§ **PROBLEM STATEMENT**
Carry on the passage about large language models as models of human cognition, picking up after its last sentence.

§ **TEXT SECTION**
== == ==

However, several researchers have urged caution against overstating LLMs’ cognitive modeling capabilities. The critical question is whether LLMs achieve human-like performance through human-like processes or through alternative computational strategies that produce similar behavioral outputs. This distinction has extensive implications regarding their utility in cognitive science research. Pavlick [41] has argued that definitive claims regarding the abilities or limitations of LLMs as models of human language understanding are premature, and has emphasized a need for further empirical testing that distinguishes between superficial behavioral similarity and deeper cognitive alignment. Katzir [42] has provided a balanced assessment emphasizing that LLMs’ opacity, massive data requirements (far exceeding human linguistic input during development), and fundamentally different learning mechanisms from human development prompt questions regarding their validity as cognitive models. As Katzir has noted, humans acquire language from limited, noisy input through active interaction with the environment, whereas LLMs are trained on curated text corpora orders of magnitude larger. This difference might render direct comparisons misleading. Furthermore, the use of LLMs as cognitive models offers new opportunities for understanding human cognition. By analyzing the internal representations and processes of these models, researchers can gain insights into potential mechanisms underlying human cognitive abilities. However, caution is necessary in interpreting these findings, because the fundamental differences in architecture and learning processes between LLMs and the human brain must be considered. Ren et al. [43] have investigated how well LLMs align with human brain cognitive processing signals by using representational similarity analysis. Their findings suggest that factors such as pre-training data size, model scaling, and alignment training affect the similarity between LLMs and brain activity, thereby providing insights into how LLMs might be improved to better model human cognition.

A fundamental methodological concern arises when LLMs are considered as explanatory models of cognition: can an opaque system with billions of parameters genuinely explain another complex system, the human mind? This concern echoes debates in the philosophy of science regarding the nature of explanation. Traditional explanatory models in cognitive science are valued for their interpretability: they identify specific mechanisms (e.g., working memory buffers or attention filters) that can be independently tested. LLMs, in contrast, operate as “black boxes” whose internal computations resist straightforward interpretation. Using one inexplicable system to explain another prompts questions regarding what might be called the “opacity problem”: even if an LLM perfectly predicts human behavior, this predictive success might not constitute genuine understanding of the underlying cognitive mechanisms. Some researchers argue that LLMs should be viewed not as mechanistic explanations but as “phenomenological models” that capture input-output relationships without claiming to replicate internal processes [44]. Others suggest that interpretability techniques, such as attention analysis and probing classifiers, can partially address the opacity problem by revealing how LLMs represent and process information. Nevertheless, the tension between predictive power and mechanistic insight remains a central challenge in using LLMs in cognitive science research.

== == ==

[Images for object localization]
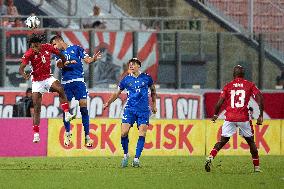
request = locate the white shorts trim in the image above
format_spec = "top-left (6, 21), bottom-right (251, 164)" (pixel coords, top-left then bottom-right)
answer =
top-left (32, 76), bottom-right (57, 94)
top-left (221, 121), bottom-right (253, 137)
top-left (61, 78), bottom-right (85, 85)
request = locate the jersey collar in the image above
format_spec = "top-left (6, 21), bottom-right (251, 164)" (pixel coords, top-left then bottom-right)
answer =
top-left (129, 71), bottom-right (142, 78)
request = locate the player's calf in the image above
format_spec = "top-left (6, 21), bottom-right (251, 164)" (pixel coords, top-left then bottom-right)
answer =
top-left (205, 155), bottom-right (213, 172)
top-left (121, 154), bottom-right (129, 168)
top-left (64, 132), bottom-right (72, 146)
top-left (132, 158), bottom-right (140, 168)
top-left (85, 135), bottom-right (94, 148)
top-left (33, 133), bottom-right (40, 143)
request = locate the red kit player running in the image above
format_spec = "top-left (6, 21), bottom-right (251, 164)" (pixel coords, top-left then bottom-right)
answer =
top-left (205, 65), bottom-right (263, 172)
top-left (19, 34), bottom-right (75, 143)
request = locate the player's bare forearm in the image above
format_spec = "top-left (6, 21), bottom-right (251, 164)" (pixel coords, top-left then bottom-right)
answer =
top-left (84, 57), bottom-right (96, 64)
top-left (150, 85), bottom-right (157, 113)
top-left (255, 93), bottom-right (264, 116)
top-left (19, 63), bottom-right (30, 80)
top-left (255, 93), bottom-right (264, 125)
top-left (214, 98), bottom-right (225, 115)
top-left (104, 90), bottom-right (122, 109)
top-left (56, 60), bottom-right (64, 68)
top-left (211, 98), bottom-right (225, 123)
top-left (58, 53), bottom-right (66, 64)
top-left (84, 51), bottom-right (102, 64)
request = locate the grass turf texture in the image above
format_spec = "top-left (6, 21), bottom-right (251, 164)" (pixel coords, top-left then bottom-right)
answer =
top-left (0, 156), bottom-right (284, 189)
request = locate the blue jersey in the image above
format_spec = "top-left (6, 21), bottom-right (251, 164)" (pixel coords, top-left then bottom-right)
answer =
top-left (55, 45), bottom-right (89, 84)
top-left (119, 73), bottom-right (153, 112)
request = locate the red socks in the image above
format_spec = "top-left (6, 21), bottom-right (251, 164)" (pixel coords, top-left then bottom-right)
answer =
top-left (33, 125), bottom-right (39, 133)
top-left (61, 102), bottom-right (69, 112)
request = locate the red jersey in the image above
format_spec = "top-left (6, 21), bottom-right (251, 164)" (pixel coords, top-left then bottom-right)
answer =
top-left (22, 44), bottom-right (60, 81)
top-left (220, 78), bottom-right (260, 122)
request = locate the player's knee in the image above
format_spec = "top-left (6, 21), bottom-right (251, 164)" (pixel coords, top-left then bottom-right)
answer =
top-left (80, 107), bottom-right (88, 116)
top-left (34, 104), bottom-right (41, 113)
top-left (221, 137), bottom-right (230, 144)
top-left (121, 131), bottom-right (128, 137)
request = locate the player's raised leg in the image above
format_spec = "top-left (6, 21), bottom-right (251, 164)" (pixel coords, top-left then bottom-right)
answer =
top-left (132, 124), bottom-right (148, 167)
top-left (32, 92), bottom-right (42, 143)
top-left (50, 80), bottom-right (76, 122)
top-left (121, 123), bottom-right (131, 167)
top-left (205, 136), bottom-right (230, 172)
top-left (244, 136), bottom-right (262, 172)
top-left (63, 113), bottom-right (72, 146)
top-left (79, 99), bottom-right (93, 147)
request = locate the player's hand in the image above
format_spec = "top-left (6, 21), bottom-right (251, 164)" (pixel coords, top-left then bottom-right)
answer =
top-left (256, 116), bottom-right (263, 125)
top-left (152, 106), bottom-right (157, 114)
top-left (93, 51), bottom-right (102, 61)
top-left (103, 102), bottom-right (109, 110)
top-left (23, 74), bottom-right (31, 81)
top-left (211, 115), bottom-right (218, 123)
top-left (64, 60), bottom-right (77, 66)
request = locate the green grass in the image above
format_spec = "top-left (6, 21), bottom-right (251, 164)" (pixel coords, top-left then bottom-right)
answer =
top-left (0, 156), bottom-right (284, 189)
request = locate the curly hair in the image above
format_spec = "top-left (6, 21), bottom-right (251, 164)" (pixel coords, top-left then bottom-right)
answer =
top-left (28, 33), bottom-right (46, 47)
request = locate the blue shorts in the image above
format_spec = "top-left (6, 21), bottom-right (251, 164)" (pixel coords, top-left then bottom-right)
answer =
top-left (63, 81), bottom-right (88, 101)
top-left (122, 109), bottom-right (150, 127)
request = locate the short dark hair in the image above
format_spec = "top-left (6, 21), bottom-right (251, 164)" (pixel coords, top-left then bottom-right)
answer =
top-left (26, 87), bottom-right (32, 93)
top-left (128, 58), bottom-right (141, 67)
top-left (28, 33), bottom-right (45, 47)
top-left (49, 35), bottom-right (63, 43)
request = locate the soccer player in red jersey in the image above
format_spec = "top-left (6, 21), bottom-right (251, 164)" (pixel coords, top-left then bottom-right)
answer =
top-left (205, 65), bottom-right (264, 172)
top-left (19, 34), bottom-right (75, 143)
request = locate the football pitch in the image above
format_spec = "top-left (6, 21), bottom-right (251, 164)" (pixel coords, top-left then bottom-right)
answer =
top-left (0, 156), bottom-right (284, 189)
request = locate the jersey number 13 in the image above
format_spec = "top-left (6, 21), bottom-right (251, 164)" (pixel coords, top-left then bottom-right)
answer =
top-left (231, 90), bottom-right (246, 108)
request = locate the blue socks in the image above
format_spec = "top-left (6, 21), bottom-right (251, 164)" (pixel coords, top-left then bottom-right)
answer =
top-left (121, 135), bottom-right (129, 154)
top-left (63, 112), bottom-right (70, 132)
top-left (80, 107), bottom-right (90, 136)
top-left (135, 136), bottom-right (145, 158)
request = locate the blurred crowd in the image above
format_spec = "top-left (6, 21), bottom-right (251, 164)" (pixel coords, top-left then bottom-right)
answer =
top-left (0, 0), bottom-right (24, 28)
top-left (0, 0), bottom-right (106, 29)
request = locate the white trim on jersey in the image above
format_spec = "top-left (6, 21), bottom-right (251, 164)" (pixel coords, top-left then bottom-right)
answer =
top-left (61, 78), bottom-right (84, 85)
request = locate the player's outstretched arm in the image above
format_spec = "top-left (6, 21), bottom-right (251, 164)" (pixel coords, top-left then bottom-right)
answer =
top-left (19, 63), bottom-right (31, 80)
top-left (84, 51), bottom-right (102, 64)
top-left (150, 84), bottom-right (157, 114)
top-left (104, 89), bottom-right (122, 109)
top-left (211, 97), bottom-right (225, 123)
top-left (255, 93), bottom-right (264, 125)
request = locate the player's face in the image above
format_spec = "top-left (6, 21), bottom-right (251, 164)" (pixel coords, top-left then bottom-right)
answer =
top-left (51, 40), bottom-right (62, 49)
top-left (31, 43), bottom-right (41, 53)
top-left (128, 62), bottom-right (140, 73)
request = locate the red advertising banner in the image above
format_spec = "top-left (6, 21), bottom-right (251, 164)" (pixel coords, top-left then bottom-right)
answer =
top-left (0, 118), bottom-right (47, 157)
top-left (0, 92), bottom-right (202, 119)
top-left (47, 119), bottom-right (206, 156)
top-left (204, 92), bottom-right (284, 119)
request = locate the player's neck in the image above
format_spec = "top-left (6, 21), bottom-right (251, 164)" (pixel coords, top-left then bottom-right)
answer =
top-left (132, 71), bottom-right (141, 77)
top-left (62, 43), bottom-right (68, 50)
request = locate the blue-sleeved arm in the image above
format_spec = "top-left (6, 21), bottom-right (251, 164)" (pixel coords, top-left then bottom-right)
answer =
top-left (118, 77), bottom-right (126, 91)
top-left (77, 45), bottom-right (89, 59)
top-left (148, 75), bottom-right (154, 87)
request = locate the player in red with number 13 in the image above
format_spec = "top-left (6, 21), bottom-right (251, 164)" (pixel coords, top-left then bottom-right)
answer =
top-left (19, 34), bottom-right (76, 143)
top-left (205, 65), bottom-right (263, 172)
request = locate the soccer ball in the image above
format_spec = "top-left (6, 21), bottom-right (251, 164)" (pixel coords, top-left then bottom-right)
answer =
top-left (25, 16), bottom-right (40, 29)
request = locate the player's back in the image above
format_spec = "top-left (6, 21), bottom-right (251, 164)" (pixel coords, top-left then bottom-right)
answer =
top-left (22, 44), bottom-right (59, 81)
top-left (119, 73), bottom-right (153, 111)
top-left (58, 45), bottom-right (86, 84)
top-left (221, 78), bottom-right (259, 122)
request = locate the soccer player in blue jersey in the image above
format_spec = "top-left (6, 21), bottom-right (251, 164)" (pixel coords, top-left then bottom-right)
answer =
top-left (50, 35), bottom-right (101, 147)
top-left (104, 58), bottom-right (157, 167)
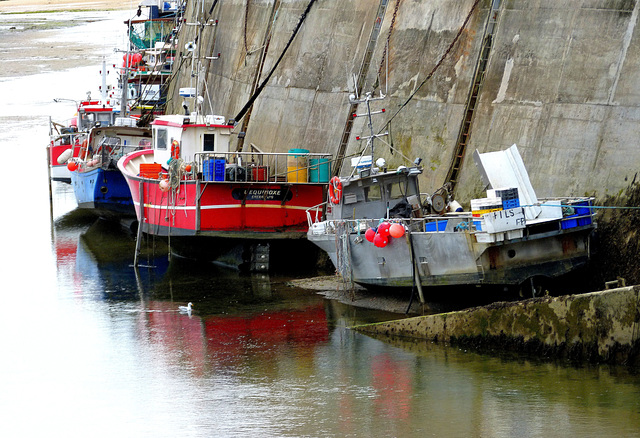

== == ==

§ **RESPONSE TO THIS TASK**
This tension can be framed through the lens of the debate between computational functionalism and mechanistic explanation. Computational functionalism, rooted in classical philosophy of mind, holds that cognitive processes are defined by their functional roles, i.e., the input-output mappings that they implement, rather than by the specific physical substrate that realizes them [45]. Under this view, if an LLM implements the same computational function as the human cognitive system (e.g., predicting upcoming words and drawing inferences from context), it can be considered a valid model of cognition regardless of whether it uses biologically plausible mechanisms. Marr’s influential tri-level framework distinguishes among the computational level (what problem is being solved), the algorithmic level (how it is solved), and the implementational level (what physical substrate realizes the algorithm). LLMs may be valid models at the computational level even if they diverge from biological brains at the implementational level. This perspective is supported by the observation that decoder-only LLMs implementing next-token prediction align remarkably well with predictive coding theories in neuroscience that propose that the brain continually generates predictions about sensory input and updates internal models according to prediction errors [30]. If predictive processing is a core computational principle of cognition, then LLMs might capture this principle despite lacking neural implementation details. However, proponents of a mechanistic explanation argue that genuine scientific understanding requires identifying the causal mechanisms that produce observed phenomena. From this perspective, behavioral equivalence is insufficient; instead, a true cognitive model must replicate the processes that generate behavior, not merely mimic their outputs. This debate has several practical implications: if LLMs achieve human-like behavior through fundamentally different computational strategies, interventions that improve LLM performance might not generalize to human cognition, and vice versa. Resolving this tension would require developing evaluation paradigms that probe not only behavioral outcomes but also the underlying processes—an area in which interpretability research and cognitive neuroscience can productively converge.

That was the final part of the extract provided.